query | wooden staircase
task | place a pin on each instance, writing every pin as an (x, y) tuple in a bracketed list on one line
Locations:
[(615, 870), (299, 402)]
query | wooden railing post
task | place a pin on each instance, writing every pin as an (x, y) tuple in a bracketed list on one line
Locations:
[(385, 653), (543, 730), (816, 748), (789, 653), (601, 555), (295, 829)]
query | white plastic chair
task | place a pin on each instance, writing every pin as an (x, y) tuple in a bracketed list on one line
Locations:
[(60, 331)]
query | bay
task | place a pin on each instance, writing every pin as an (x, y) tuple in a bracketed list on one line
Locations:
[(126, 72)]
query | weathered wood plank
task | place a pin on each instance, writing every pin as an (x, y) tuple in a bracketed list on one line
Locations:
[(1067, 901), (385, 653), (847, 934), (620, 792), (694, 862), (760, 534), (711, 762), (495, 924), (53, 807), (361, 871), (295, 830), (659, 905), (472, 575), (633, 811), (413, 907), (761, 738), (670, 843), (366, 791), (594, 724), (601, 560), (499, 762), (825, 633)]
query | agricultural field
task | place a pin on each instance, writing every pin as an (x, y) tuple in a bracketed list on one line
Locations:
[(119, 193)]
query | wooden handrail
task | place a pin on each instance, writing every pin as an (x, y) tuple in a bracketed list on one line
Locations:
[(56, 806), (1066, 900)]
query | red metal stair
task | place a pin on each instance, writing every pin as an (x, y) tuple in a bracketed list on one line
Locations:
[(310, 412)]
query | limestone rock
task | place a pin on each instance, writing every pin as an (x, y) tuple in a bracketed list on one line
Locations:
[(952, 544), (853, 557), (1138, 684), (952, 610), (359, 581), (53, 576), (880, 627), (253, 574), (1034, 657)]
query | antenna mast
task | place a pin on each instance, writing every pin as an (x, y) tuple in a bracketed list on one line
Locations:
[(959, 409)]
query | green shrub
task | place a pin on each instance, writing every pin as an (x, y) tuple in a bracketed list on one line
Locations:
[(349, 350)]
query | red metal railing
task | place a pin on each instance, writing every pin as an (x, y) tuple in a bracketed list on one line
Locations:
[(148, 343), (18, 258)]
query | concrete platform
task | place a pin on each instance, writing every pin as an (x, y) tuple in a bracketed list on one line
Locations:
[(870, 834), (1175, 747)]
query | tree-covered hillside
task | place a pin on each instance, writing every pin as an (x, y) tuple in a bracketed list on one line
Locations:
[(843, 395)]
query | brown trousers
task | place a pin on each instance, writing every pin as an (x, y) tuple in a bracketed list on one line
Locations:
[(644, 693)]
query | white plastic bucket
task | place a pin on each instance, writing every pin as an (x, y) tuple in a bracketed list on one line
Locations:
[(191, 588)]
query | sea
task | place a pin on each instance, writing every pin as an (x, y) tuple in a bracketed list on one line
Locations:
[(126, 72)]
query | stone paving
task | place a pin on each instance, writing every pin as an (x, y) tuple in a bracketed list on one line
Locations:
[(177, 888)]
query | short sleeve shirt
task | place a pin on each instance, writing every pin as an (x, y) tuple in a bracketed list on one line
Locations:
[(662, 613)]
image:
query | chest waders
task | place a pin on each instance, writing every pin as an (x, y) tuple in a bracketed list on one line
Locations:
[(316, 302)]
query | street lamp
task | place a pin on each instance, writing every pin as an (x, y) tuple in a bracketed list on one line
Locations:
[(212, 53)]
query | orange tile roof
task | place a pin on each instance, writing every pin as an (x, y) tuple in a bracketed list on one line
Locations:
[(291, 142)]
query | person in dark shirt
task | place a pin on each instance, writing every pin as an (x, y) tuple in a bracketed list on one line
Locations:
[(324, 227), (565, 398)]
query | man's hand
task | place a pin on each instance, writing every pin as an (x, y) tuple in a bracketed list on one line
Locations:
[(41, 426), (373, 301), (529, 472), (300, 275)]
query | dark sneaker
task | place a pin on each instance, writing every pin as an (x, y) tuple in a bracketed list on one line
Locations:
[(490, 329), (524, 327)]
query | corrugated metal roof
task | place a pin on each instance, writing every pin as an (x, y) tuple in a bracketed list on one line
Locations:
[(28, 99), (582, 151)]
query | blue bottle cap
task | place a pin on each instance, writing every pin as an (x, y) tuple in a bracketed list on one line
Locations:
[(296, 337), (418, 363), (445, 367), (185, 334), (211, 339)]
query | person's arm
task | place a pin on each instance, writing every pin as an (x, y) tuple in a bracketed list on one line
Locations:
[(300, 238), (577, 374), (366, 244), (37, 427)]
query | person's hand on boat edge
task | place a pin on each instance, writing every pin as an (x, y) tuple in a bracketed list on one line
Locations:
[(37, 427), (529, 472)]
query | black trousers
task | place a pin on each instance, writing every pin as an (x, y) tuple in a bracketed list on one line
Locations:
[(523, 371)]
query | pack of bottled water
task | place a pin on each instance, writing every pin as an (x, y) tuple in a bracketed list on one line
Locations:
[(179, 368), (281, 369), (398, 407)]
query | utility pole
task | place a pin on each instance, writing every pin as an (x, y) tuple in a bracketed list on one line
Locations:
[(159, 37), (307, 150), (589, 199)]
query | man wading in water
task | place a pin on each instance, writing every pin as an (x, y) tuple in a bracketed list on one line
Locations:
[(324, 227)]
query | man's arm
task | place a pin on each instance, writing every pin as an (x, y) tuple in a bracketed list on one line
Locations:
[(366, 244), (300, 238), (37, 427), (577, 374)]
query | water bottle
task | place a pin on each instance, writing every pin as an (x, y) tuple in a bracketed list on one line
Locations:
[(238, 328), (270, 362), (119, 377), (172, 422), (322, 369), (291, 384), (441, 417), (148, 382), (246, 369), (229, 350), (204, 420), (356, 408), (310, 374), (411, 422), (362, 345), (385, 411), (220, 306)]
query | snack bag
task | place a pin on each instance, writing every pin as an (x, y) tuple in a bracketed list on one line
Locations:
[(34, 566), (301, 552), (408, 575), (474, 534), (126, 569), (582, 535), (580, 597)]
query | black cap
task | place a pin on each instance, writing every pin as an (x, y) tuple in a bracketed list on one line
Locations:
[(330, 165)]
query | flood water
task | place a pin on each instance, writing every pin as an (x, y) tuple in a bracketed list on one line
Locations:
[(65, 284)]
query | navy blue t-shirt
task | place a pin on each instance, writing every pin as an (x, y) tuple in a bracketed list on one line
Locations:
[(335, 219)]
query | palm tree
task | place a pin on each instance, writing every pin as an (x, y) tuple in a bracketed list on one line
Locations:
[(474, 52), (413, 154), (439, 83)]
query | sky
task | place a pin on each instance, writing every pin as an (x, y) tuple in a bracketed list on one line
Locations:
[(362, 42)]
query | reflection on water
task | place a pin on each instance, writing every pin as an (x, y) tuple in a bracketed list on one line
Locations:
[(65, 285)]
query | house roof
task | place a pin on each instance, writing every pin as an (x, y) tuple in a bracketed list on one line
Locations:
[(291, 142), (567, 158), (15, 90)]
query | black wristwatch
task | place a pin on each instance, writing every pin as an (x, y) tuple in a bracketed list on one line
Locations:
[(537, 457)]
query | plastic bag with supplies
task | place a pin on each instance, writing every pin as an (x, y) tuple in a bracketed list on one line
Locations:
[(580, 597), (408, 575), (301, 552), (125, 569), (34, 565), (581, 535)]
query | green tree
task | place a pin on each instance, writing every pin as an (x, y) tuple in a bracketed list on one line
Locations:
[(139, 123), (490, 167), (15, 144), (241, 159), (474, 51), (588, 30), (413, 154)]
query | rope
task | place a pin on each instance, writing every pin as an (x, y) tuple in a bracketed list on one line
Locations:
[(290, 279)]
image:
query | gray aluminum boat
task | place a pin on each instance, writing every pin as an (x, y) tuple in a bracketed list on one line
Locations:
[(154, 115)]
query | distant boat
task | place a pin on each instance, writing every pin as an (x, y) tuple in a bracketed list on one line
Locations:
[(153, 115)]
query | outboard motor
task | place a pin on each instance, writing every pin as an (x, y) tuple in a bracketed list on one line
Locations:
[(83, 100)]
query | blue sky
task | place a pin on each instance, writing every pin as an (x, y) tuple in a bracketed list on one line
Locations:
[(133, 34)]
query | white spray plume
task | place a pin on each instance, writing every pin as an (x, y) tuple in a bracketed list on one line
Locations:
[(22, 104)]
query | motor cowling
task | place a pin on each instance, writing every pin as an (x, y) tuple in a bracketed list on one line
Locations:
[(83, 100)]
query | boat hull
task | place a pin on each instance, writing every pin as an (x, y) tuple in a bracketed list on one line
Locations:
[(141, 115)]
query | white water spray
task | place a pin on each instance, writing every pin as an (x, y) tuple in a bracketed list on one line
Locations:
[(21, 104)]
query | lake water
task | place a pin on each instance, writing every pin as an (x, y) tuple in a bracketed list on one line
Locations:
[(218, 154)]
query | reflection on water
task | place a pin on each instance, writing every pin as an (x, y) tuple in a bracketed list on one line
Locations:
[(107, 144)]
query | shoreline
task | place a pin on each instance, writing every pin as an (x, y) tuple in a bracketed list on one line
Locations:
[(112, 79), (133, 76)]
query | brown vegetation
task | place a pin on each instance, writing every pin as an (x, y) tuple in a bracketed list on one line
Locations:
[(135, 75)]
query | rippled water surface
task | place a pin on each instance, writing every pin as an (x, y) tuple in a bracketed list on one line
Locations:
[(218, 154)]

● ● ● ●

• **Work to complete**: Scan the material above for the string "spray". Return each line where it occurs.

• **Output below**:
query | white spray plume
query | white water spray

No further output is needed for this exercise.